TASK TO CARRY OUT:
Recast every row below as a two-column CSV with the headers "text" and "answer", one line per row, with each field quoted and line breaks replaced by spaces. Leave the pictures out.
──────── SOURCE DATA ────────
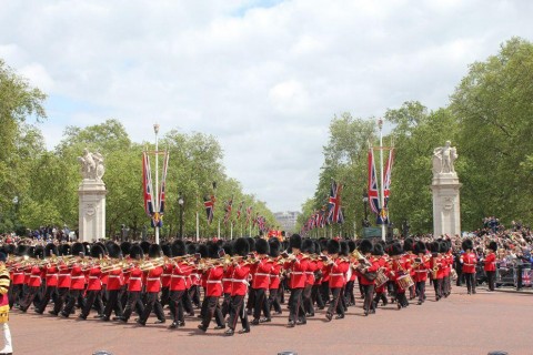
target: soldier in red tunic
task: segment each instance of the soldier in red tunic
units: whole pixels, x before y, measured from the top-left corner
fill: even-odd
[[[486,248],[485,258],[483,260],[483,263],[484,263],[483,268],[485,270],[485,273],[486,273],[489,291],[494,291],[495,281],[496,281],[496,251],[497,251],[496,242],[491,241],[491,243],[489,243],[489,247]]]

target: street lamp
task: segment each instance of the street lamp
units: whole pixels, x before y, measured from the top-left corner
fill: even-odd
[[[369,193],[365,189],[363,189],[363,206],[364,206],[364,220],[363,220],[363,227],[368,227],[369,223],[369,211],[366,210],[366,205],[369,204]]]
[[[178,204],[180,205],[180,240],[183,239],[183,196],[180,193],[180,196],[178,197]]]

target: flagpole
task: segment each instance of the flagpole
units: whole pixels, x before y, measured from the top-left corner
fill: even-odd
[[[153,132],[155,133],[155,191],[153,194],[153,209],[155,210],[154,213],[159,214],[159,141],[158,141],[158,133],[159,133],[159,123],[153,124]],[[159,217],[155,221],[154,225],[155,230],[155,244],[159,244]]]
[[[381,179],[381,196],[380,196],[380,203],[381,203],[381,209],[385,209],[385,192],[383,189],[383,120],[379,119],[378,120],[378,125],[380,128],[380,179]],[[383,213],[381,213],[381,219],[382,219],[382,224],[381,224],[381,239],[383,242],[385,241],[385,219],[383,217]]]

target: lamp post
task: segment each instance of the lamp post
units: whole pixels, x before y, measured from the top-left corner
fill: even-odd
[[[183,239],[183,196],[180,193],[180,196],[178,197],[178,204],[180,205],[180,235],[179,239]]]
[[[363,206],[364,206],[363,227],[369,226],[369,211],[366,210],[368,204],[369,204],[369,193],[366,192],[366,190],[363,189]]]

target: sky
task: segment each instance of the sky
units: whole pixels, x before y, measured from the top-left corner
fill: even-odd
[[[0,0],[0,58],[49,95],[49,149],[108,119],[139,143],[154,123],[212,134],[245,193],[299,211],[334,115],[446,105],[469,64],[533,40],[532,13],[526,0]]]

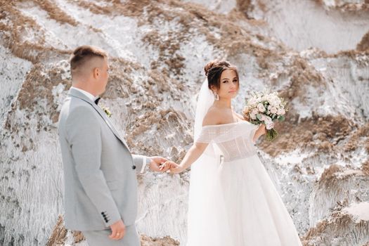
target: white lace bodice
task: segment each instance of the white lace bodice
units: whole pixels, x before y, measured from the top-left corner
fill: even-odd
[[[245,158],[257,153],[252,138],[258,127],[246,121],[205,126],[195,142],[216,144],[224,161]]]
────────
THE RESULT:
text,answer
"target: soldier in red tunic task: segment each instance of the soldier in red tunic units: whole pixels, x before y, measured from the top-left corner fill: even-odd","[[[486,248],[485,258],[483,260],[483,263],[484,263],[483,268],[485,270],[485,273],[486,273],[489,291],[494,291],[495,281],[496,281],[496,251],[497,251],[496,242],[491,241],[491,243],[489,243],[489,247]]]"
"target: street lamp task: segment each instance of the street lamp units: whole pixels, x before y, measured from the top-left corner fill: even-odd","[[[369,193],[365,189],[363,189],[363,206],[364,206],[364,220],[363,220],[363,227],[368,227],[369,223],[369,211],[366,210],[366,205],[369,204]]] [[[178,204],[180,205],[180,240],[183,239],[183,196],[180,193],[180,196],[178,197]]]"
"target: flagpole task: segment each instance of the flagpole units: whole pixels, x before y, measured from the top-left corner fill: even-odd","[[[153,132],[155,133],[155,191],[153,194],[153,209],[155,210],[154,213],[159,214],[159,141],[158,141],[158,133],[159,133],[159,123],[153,124]],[[159,217],[155,221],[154,225],[155,230],[155,244],[159,244]]] [[[381,179],[381,196],[380,196],[380,203],[381,203],[381,209],[385,209],[385,192],[383,189],[383,120],[379,119],[378,120],[378,125],[380,128],[380,179]],[[383,213],[381,213],[381,219],[382,219],[382,224],[381,224],[381,239],[383,242],[385,241],[385,219],[383,217]]]"
"target: lamp post task: segment each instance of the lamp post units: whole pixels, x before y, measured from the top-left corner fill: even-odd","[[[183,239],[183,196],[180,193],[180,196],[178,197],[178,204],[180,205],[180,235],[179,239]]] [[[363,206],[364,206],[363,227],[369,226],[369,211],[366,210],[368,204],[369,204],[369,193],[366,192],[366,190],[363,189]]]"
"target: sky task: segment each instance of the sky units: whole pixels, x before y, measured from the top-left corner fill: even-odd","[[[0,0],[0,58],[49,95],[49,149],[108,119],[139,143],[154,123],[212,134],[245,193],[299,211],[334,115],[446,105],[469,64],[533,40],[532,13],[526,0]]]"
"target: white lace bodice task: segment each instance of the white lace bodice units: whole pixels, x before y, measured from the top-left corner fill: even-odd","[[[245,158],[257,153],[252,138],[258,127],[246,121],[205,126],[195,142],[216,144],[224,161]]]"